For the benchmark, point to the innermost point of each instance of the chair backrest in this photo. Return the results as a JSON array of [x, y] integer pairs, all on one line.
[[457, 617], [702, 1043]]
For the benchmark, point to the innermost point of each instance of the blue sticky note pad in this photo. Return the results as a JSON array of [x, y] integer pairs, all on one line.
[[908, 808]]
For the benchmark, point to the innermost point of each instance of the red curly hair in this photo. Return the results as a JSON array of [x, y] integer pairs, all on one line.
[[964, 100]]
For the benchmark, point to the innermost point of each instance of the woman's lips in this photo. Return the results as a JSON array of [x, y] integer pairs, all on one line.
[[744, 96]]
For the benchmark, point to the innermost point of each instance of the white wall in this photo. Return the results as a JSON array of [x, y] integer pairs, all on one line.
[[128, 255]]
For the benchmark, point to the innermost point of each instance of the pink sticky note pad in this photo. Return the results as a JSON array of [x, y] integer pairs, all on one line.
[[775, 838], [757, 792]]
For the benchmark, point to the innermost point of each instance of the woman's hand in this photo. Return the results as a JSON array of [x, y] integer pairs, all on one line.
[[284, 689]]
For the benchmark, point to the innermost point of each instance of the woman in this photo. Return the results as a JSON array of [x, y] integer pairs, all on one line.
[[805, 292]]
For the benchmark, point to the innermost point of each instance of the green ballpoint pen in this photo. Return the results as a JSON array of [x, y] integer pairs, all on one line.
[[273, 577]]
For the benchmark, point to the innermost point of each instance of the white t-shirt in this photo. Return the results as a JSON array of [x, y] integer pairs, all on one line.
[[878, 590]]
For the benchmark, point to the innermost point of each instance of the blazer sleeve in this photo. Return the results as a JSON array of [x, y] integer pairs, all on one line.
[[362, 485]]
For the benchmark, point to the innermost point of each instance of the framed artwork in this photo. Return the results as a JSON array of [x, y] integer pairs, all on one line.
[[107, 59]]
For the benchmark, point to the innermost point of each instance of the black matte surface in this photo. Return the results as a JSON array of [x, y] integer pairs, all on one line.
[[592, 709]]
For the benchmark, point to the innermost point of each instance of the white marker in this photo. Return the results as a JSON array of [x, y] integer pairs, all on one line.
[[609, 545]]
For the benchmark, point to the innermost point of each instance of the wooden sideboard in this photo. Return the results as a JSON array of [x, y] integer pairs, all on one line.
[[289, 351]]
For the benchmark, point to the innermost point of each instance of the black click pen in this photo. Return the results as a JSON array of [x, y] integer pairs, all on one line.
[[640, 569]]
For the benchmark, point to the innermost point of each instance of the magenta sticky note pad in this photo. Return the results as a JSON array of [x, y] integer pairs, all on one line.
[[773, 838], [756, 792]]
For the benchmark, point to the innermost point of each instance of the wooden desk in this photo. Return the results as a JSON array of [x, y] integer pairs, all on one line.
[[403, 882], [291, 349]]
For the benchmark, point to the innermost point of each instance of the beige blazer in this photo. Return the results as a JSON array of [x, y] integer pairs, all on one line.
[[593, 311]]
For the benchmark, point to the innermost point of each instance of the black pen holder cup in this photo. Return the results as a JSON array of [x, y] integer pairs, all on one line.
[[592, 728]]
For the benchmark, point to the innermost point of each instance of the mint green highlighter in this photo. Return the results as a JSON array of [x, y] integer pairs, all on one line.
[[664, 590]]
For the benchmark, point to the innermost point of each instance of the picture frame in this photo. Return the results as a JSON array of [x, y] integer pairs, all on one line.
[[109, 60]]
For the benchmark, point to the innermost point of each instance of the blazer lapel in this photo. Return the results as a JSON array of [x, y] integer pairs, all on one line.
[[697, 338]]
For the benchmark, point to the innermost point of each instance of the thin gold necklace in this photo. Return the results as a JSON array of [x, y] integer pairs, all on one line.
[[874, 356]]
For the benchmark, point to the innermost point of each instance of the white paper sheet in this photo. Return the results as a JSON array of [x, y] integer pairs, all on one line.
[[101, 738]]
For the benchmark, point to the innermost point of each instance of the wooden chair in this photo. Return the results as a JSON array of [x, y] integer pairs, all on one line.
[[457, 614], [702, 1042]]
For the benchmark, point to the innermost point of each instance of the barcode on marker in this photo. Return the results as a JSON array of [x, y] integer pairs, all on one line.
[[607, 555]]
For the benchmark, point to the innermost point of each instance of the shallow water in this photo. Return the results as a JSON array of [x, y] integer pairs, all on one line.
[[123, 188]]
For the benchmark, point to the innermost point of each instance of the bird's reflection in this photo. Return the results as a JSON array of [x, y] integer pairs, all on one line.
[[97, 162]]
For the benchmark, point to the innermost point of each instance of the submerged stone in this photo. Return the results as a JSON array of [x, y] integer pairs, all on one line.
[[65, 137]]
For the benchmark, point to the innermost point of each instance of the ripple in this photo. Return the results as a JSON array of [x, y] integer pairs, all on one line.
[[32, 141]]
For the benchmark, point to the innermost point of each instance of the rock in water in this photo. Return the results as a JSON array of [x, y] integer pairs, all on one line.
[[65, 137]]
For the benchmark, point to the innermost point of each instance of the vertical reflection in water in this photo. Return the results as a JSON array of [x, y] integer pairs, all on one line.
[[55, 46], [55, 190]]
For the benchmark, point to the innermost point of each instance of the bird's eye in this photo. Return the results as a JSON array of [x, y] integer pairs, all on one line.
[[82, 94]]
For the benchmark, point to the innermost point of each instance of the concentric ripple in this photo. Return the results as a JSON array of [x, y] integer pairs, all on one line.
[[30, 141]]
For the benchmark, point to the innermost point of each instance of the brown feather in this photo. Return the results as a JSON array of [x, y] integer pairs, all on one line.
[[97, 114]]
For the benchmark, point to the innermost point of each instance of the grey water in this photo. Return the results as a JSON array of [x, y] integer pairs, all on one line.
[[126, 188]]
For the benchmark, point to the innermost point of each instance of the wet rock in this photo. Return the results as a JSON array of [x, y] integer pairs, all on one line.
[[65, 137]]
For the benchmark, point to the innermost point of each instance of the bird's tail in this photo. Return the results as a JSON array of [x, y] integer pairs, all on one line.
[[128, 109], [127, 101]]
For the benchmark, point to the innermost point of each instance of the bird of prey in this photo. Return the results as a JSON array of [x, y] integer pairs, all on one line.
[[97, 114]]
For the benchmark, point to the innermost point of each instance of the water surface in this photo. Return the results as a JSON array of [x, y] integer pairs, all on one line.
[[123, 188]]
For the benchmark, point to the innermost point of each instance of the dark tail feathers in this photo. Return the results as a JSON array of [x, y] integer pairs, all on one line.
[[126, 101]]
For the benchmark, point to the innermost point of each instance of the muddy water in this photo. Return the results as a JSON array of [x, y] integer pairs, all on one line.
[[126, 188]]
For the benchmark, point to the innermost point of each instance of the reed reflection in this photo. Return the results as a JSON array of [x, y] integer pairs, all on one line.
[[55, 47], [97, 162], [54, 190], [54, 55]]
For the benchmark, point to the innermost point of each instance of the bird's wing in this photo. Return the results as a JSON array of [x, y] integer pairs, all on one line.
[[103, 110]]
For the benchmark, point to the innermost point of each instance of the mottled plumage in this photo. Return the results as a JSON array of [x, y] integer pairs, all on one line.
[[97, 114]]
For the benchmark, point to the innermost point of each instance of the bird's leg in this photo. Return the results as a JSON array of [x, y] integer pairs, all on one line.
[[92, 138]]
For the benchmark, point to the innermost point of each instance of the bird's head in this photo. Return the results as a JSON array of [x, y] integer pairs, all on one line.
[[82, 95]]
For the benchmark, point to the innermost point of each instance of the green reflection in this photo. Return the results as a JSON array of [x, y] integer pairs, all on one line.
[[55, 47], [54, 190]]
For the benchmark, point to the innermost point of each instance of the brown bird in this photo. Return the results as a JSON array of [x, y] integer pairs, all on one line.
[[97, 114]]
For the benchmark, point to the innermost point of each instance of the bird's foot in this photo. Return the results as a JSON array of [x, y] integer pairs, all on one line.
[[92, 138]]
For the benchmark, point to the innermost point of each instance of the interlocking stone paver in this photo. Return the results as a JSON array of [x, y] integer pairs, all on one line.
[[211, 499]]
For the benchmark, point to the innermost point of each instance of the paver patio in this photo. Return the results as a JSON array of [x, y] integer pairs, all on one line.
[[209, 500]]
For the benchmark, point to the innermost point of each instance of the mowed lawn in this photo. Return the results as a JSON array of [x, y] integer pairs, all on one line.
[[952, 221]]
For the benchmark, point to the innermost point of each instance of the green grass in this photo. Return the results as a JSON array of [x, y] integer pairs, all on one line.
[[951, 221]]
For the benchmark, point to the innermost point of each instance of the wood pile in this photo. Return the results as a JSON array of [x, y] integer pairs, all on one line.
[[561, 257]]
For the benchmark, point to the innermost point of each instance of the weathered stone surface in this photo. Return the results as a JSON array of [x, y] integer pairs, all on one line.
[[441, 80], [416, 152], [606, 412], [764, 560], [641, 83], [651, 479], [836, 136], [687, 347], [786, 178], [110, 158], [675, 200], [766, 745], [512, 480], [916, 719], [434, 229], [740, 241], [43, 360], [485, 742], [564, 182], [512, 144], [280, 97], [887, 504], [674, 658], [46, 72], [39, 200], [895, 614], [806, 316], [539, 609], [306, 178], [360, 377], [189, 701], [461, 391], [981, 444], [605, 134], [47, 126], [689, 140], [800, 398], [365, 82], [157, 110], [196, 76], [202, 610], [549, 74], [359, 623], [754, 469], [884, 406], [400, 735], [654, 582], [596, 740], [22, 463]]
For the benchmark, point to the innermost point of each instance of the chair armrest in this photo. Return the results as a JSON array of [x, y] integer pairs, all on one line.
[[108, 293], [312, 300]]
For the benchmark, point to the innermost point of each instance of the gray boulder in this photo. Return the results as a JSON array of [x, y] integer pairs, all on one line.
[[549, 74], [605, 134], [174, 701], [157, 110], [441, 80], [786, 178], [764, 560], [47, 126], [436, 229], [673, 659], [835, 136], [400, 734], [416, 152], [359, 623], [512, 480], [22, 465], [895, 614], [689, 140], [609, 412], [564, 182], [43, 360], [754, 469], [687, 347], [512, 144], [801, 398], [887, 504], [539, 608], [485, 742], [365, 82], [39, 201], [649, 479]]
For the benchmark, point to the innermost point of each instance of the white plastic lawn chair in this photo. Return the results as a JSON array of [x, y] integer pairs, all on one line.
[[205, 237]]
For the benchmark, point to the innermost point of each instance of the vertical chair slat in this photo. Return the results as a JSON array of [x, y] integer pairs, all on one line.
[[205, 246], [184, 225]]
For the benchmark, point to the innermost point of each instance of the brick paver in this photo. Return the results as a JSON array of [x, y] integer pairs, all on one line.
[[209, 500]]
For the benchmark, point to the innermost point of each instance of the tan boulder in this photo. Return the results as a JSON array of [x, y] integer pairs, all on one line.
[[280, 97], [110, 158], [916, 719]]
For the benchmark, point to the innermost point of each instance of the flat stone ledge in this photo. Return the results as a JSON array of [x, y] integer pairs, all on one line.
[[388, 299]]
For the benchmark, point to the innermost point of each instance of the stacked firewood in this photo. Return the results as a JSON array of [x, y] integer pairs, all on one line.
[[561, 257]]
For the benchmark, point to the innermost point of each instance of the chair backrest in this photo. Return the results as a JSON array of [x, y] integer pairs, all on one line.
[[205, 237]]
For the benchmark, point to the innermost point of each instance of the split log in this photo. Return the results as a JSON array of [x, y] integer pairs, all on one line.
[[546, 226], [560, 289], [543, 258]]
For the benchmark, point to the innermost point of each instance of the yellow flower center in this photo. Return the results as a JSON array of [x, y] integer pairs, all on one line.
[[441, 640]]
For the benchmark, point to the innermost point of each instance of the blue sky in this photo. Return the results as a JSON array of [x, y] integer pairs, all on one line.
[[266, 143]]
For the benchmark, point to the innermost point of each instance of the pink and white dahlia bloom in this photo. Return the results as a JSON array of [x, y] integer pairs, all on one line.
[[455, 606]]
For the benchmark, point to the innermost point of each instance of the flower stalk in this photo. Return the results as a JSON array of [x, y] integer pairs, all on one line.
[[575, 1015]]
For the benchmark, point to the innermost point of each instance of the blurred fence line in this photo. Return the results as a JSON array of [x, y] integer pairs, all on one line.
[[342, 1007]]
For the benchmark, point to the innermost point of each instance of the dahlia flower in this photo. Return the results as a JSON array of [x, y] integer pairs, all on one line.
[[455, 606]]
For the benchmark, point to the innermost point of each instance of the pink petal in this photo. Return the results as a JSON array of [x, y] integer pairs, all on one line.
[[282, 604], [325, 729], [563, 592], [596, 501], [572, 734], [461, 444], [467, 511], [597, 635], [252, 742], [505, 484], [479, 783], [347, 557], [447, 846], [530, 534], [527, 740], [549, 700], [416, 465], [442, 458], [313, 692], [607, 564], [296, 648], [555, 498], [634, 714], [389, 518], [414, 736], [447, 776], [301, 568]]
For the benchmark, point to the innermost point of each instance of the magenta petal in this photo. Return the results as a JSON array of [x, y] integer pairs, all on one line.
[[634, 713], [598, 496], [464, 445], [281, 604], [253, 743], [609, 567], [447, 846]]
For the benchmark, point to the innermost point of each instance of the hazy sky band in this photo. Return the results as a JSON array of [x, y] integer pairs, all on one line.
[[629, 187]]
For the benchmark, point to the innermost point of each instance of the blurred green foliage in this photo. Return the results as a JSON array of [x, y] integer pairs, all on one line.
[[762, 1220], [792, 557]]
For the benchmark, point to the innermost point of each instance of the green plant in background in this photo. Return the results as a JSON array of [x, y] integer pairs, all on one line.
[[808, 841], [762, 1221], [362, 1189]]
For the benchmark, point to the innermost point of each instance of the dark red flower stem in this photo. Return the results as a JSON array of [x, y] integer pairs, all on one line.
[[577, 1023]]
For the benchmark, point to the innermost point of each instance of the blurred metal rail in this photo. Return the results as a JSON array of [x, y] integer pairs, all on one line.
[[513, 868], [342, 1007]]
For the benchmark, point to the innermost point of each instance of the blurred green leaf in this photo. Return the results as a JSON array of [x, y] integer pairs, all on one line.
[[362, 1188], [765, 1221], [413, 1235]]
--
What needs to be done
Which lines run from the one containing "the dark red" to the end of the entries above? Quote exactly those, and only those.

Expected answer
For the benchmark, point to the innermost point of each instance of the dark red flower stem in this photo. Return the results as a JSON array of [x, y] integer pairs, all on one line.
[[577, 1023]]
For the benchmark, point to the innermost point of each instance of the blurred metal rail in this photo. Return the results as a JSON array of [x, y] integer pairs, all on one line.
[[513, 868], [342, 1007]]
For the benchmark, point to the innermost point of each instance of the blurred green leaf in this photo. Return the results as a JSON array of [x, y] integer pairs, all on one line.
[[362, 1188], [765, 1221], [413, 1235]]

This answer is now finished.